• Task prompt
Reading the listing below, restate each entry exactly as written.

Information: Begin

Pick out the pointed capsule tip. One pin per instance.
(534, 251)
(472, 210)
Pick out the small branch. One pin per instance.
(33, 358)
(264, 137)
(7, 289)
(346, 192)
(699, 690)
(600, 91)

Information: End

• Solution
Pick out the pointed capsule tip. One pin per instance.
(534, 251)
(472, 210)
Pick out the small branch. One pin per instance.
(33, 358)
(264, 137)
(7, 289)
(346, 192)
(699, 690)
(600, 91)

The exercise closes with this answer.